Text for analysis:
Unlocking the brain’s secrets: How epilepsy genes affect different regions

For families of children with severe epilepsy, controlling seizures is often just the beginning. Even when medications can reduce seizures, many children still struggle with learning difficulties, behavioral challenges and sleep problems that disrupt daily life.

Microscopy image of a human stem cell-derived hippocampal organoid with blue, purple and pink materials

New research from the UCLA Broad Stem Cell Research Center helps explain why treatments often fall short, revealing that a single disease-causing gene variant can affect different parts of the brain in strikingly different ways.

The study focuses on a rare childhood condition called developmental and epileptic encephalopathy type 13, or DEE-13, caused by variants in the SCN8A gene. This gene produces a protein crucial for electrical signaling in the brain. Children with DEE-13 experience frequent seizures along with developmental delays, intellectual disability and features of autism spectrum disorder.

Using patient-derived stem cells, UCLA researchers Ranmal Samarasinghe and Bennett Novitch created advanced 3D models of two key brain regions: the cortex, which controls movement and higher-order thinking, and the hippocampus, which supports learning and memory.

Data shown:
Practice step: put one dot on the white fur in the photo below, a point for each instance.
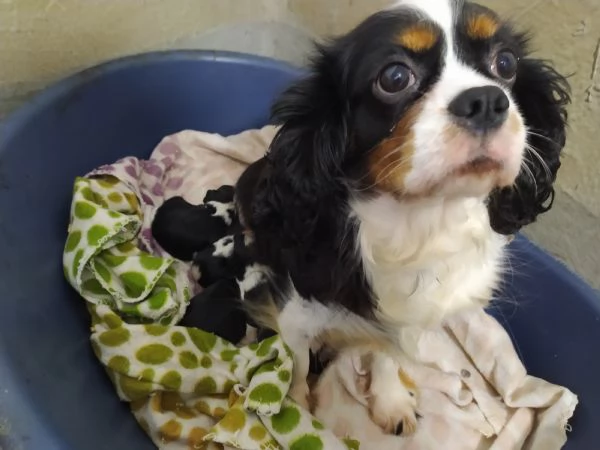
(223, 210)
(253, 276)
(428, 258)
(436, 156)
(224, 247)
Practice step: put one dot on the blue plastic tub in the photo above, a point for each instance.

Problems to work on:
A. In the article on epilepsy genes, the variants of which gene cause DEE-13?
B. From the article on epilepsy genes, reproduce the passage that opens with the words "For families of" and stops after "disrupt daily life.".

Exercise solutions:
A. The SCN8A gene.

B.
For families of children with severe epilepsy, controlling seizures is often just the beginning. Even when medications can reduce seizures, many children still struggle with learning difficulties, behavioral challenges and sleep problems that disrupt daily life.